What needs to be done: Print the lines below word for word, with every character, number, and blank line unchanged.

------------------------------------------------------------------------

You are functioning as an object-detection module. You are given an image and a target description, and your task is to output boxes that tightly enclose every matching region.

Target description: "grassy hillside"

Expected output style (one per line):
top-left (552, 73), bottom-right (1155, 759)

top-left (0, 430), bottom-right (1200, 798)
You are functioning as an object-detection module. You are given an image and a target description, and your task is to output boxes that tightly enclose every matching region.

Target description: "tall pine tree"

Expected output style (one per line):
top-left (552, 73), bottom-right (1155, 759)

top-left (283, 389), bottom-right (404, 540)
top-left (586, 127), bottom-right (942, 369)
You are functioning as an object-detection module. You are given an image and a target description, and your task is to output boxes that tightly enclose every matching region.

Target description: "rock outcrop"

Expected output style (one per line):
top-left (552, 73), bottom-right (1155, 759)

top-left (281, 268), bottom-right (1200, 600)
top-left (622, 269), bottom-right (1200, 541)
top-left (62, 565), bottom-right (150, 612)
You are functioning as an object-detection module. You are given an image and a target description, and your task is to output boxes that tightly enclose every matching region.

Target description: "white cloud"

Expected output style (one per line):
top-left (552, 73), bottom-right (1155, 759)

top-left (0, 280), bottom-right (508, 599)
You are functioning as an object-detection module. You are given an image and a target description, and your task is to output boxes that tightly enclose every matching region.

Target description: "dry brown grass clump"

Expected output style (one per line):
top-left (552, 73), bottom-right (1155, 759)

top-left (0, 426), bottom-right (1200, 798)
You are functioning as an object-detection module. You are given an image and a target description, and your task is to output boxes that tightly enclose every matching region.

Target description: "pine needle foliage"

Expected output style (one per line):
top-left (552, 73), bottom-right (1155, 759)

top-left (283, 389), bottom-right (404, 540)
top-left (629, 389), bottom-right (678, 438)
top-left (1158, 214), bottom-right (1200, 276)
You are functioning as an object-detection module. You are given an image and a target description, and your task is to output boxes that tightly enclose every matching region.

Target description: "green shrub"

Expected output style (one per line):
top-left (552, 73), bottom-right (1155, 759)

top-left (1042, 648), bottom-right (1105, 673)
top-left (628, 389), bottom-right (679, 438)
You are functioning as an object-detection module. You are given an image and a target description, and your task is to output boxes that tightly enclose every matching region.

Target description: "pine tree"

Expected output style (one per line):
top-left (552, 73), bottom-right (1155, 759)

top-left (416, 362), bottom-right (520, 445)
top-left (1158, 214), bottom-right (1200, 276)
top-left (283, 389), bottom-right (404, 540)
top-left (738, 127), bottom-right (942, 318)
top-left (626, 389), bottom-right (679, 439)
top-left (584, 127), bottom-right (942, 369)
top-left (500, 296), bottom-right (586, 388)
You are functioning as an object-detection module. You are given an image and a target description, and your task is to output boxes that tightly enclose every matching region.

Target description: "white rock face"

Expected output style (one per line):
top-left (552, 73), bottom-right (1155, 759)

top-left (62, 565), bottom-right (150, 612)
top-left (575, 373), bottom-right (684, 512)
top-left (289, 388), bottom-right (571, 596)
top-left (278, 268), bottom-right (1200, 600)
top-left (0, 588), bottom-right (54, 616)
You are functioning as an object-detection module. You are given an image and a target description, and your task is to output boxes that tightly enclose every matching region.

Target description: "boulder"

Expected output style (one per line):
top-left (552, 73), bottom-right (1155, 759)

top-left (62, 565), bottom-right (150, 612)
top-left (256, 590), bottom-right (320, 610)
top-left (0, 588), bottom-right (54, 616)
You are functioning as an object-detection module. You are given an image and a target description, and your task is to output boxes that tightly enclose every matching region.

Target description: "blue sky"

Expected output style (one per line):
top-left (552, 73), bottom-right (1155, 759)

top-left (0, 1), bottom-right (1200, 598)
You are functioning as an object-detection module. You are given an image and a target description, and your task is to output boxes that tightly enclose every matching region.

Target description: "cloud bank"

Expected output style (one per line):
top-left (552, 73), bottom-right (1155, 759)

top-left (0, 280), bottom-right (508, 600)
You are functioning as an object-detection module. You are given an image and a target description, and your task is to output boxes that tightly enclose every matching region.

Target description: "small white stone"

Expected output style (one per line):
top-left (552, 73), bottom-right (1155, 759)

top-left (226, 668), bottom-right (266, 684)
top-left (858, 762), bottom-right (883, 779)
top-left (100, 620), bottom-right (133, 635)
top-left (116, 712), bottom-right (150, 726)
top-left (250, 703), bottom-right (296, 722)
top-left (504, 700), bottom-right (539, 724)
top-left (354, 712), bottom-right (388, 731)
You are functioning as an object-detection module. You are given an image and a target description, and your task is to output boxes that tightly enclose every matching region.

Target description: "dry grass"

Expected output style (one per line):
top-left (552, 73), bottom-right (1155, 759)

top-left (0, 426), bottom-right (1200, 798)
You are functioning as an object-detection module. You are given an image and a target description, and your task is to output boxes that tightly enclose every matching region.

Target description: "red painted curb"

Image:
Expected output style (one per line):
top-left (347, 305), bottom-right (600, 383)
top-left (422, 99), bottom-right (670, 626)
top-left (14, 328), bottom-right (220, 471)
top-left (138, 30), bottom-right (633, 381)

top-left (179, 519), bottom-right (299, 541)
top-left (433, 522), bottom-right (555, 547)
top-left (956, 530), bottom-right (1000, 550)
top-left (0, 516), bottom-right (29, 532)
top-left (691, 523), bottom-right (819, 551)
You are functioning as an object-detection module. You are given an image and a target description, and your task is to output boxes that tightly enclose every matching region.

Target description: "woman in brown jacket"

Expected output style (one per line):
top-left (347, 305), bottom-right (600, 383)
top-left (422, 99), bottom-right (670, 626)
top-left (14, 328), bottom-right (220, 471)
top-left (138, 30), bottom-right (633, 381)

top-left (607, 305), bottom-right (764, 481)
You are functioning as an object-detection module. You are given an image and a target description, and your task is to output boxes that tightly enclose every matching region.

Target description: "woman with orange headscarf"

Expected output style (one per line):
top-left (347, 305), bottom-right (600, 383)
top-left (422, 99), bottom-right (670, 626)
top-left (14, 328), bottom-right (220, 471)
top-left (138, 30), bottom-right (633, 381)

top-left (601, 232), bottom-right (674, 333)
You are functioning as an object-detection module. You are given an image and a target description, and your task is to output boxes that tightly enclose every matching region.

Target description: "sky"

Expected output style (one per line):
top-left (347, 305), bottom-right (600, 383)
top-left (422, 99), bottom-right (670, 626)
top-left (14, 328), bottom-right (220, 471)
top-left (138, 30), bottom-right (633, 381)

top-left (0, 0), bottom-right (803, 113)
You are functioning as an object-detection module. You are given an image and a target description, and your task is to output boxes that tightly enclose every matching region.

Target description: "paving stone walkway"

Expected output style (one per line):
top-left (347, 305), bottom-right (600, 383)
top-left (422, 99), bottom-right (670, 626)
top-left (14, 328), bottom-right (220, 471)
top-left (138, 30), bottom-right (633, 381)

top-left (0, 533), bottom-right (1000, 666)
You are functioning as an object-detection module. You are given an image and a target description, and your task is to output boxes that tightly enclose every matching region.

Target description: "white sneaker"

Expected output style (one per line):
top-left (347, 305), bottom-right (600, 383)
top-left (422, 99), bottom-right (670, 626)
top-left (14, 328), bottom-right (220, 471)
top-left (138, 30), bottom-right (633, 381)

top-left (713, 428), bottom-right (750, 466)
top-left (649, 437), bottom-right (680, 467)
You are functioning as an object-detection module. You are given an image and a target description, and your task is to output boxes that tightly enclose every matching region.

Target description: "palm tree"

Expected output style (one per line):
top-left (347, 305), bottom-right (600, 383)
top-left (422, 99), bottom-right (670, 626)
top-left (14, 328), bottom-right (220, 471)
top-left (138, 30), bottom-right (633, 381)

------------------------------------------------------------------------

Output of the exercise:
You are functioning as an object-detection module. You are given an image and a target description, and your task is to output boxes that tightly enclose every matching region.

Target description: "grassy hillside"

Expected output style (one per line):
top-left (552, 73), bottom-right (1155, 759)

top-left (0, 430), bottom-right (1200, 798)
You are functioning as an object-detection module. You are given an image and a target description, and your task is to output boxes that tightly enclose every matching region.

Target description: "tall pine tree"

Expected output style (one per line):
top-left (552, 73), bottom-right (1155, 759)

top-left (283, 389), bottom-right (404, 540)
top-left (586, 127), bottom-right (942, 369)
You are functioning as an object-detection module. You are given an image and a target description, and your task is to output boxes that tightly enclose every matching region.

Target description: "rock outcrop"

Expected output style (one per line):
top-left (552, 73), bottom-right (1155, 759)

top-left (281, 268), bottom-right (1200, 600)
top-left (622, 269), bottom-right (1200, 541)
top-left (62, 565), bottom-right (150, 612)
You are functioning as an object-detection module. You are given an image and a target description, and your task is to output boxes that tightly enclose every matching region.

Target description: "white cloud"

Expected output style (one per line):
top-left (552, 73), bottom-right (1155, 759)

top-left (0, 280), bottom-right (508, 599)
You are functioning as an object-detection module. You are given an image and a target description, and your task is to output boxes that tightly enclose every matching region.

Target description: "dry brown grass clump"

Expected output style (one per line):
top-left (552, 73), bottom-right (1155, 759)

top-left (0, 426), bottom-right (1200, 798)
You are functioning as an object-detection module. You are given an image and a target description, and your task is to output boxes that tightly enclose every matching region.

Target description: "pine needle foliage"

Expected output style (one per line):
top-left (552, 73), bottom-right (1155, 759)

top-left (283, 389), bottom-right (404, 540)
top-left (629, 389), bottom-right (678, 438)
top-left (1158, 214), bottom-right (1200, 276)
You are functioning as an object-detection module. You are given an image and a target description, and your task is to output boxes that tightly enclose every matching region.

Target description: "green shrub"

Expected output style (one per line):
top-left (552, 73), bottom-right (1155, 759)

top-left (1042, 648), bottom-right (1105, 673)
top-left (628, 389), bottom-right (679, 438)
You are functioning as an object-detection module. You are given an image and a target description, and your task is to output boxes that tightly enclose every matching region.

Target description: "pine tree"

Expected output style (one per line):
top-left (552, 73), bottom-right (1155, 759)

top-left (416, 362), bottom-right (520, 445)
top-left (1158, 214), bottom-right (1200, 276)
top-left (283, 389), bottom-right (404, 540)
top-left (738, 127), bottom-right (942, 318)
top-left (626, 389), bottom-right (679, 439)
top-left (584, 127), bottom-right (942, 369)
top-left (500, 296), bottom-right (586, 388)
You are functioning as an object-detection module. You are given an image and a target description, and your task is to output boxes that tightly enclose every matching region.

Target description: "white rock face"

Expected output style (one per line):
top-left (552, 73), bottom-right (1155, 759)

top-left (62, 565), bottom-right (150, 612)
top-left (575, 373), bottom-right (684, 512)
top-left (289, 388), bottom-right (571, 596)
top-left (278, 268), bottom-right (1200, 600)
top-left (0, 588), bottom-right (54, 616)
You are functioning as an object-detection module. You are given an image and a target description, and your task is to output boxes that tightly enclose every matching region.

Target description: "boulder"

Expected output style (one per line):
top-left (552, 73), bottom-right (1155, 759)

top-left (62, 565), bottom-right (150, 612)
top-left (256, 590), bottom-right (320, 610)
top-left (0, 588), bottom-right (54, 616)
You are functioning as an object-detection module. You are given an image and a target description, and your task is to output boxes that tightly enclose every matching region.

Target description: "blue sky"

Expected output style (one per line):
top-left (552, 73), bottom-right (1155, 759)

top-left (0, 1), bottom-right (1200, 598)
You are functioning as an object-detection module. You are given an image and a target description, and your task is to output boxes that tightly enclose every matching region.

Target description: "cloud bank"

Expected output style (one per line):
top-left (552, 73), bottom-right (1155, 759)

top-left (0, 280), bottom-right (508, 600)
You are functioning as an object-detection module. You are given an image and a target description, and your task is to output boxes that tightly enclose every matching region.

Target description: "small white stone"

Expected output style (one per line):
top-left (552, 73), bottom-right (1155, 759)

top-left (226, 668), bottom-right (266, 684)
top-left (858, 762), bottom-right (883, 779)
top-left (100, 620), bottom-right (133, 635)
top-left (116, 712), bottom-right (150, 726)
top-left (250, 703), bottom-right (296, 722)
top-left (504, 700), bottom-right (539, 724)
top-left (354, 712), bottom-right (388, 731)
You are functioning as an object-detection module. You are given an image and a target description, and your task is to output boxes that tightly enclose every matching region.

Target description: "dry grass"

Expected output style (one per line):
top-left (552, 73), bottom-right (1155, 759)

top-left (0, 426), bottom-right (1200, 798)
You are functioning as an object-detection module. You are given an image and a target description, and your task is to output boxes that tightly enclose every matching region.

Target description: "red painted curb"

Image:
Expected output style (one per line):
top-left (347, 305), bottom-right (600, 383)
top-left (422, 99), bottom-right (670, 626)
top-left (14, 328), bottom-right (220, 471)
top-left (138, 30), bottom-right (633, 381)

top-left (179, 519), bottom-right (299, 541)
top-left (433, 522), bottom-right (555, 547)
top-left (956, 530), bottom-right (1000, 550)
top-left (0, 516), bottom-right (29, 532)
top-left (691, 523), bottom-right (819, 551)
You are functioning as an object-detection module. You are given an image and a target description, and your task is to output boxes that tightly enclose every matching region.

Target description: "woman in brown jacket"

Expected output style (one per line):
top-left (347, 305), bottom-right (600, 383)
top-left (422, 99), bottom-right (670, 626)
top-left (14, 328), bottom-right (220, 471)
top-left (138, 30), bottom-right (633, 381)

top-left (607, 305), bottom-right (764, 481)
You are functioning as an object-detection module. You are given an image and a target description, and your task is to output boxes that tightly enclose every matching region.

Target description: "woman with orange headscarf"

Expected output style (one per line):
top-left (347, 305), bottom-right (600, 383)
top-left (422, 99), bottom-right (670, 626)
top-left (14, 328), bottom-right (220, 471)
top-left (138, 30), bottom-right (633, 381)

top-left (601, 232), bottom-right (674, 333)
You are functioning as an object-detection module. You are given an image and a target description, and your task is to output boxes that tightly enclose every matching region.

Target description: "sky"

Expected output style (one per line):
top-left (347, 305), bottom-right (600, 383)
top-left (422, 99), bottom-right (670, 626)
top-left (14, 328), bottom-right (220, 471)
top-left (138, 30), bottom-right (633, 381)

top-left (0, 0), bottom-right (803, 113)
You are functioning as an object-detection module. You are given an image and a target description, and your task is to output boxes that tightly enclose every matching region.

Target description: "paving stone walkway"

Expected output style (one per line):
top-left (347, 305), bottom-right (600, 383)
top-left (422, 99), bottom-right (670, 626)
top-left (14, 328), bottom-right (220, 471)
top-left (138, 30), bottom-right (633, 381)

top-left (0, 533), bottom-right (1000, 666)
You are functioning as an object-detection module. You are given an image and a target description, and your task is to output boxes that tightly enclose every matching region.

Target description: "white sneaker"

Expected output style (one per line):
top-left (347, 305), bottom-right (600, 383)
top-left (422, 99), bottom-right (670, 626)
top-left (14, 328), bottom-right (220, 471)
top-left (138, 30), bottom-right (633, 381)

top-left (713, 428), bottom-right (750, 466)
top-left (649, 437), bottom-right (680, 467)
You are functioning as an object-detection module. You are given an image and a target description, and your task is to output boxes that tightly enclose every matching region.

Target description: "palm tree"

Expected output style (one per line):
top-left (347, 305), bottom-right (600, 383)
top-left (422, 99), bottom-right (670, 626)
top-left (14, 328), bottom-right (220, 471)
top-left (138, 30), bottom-right (633, 381)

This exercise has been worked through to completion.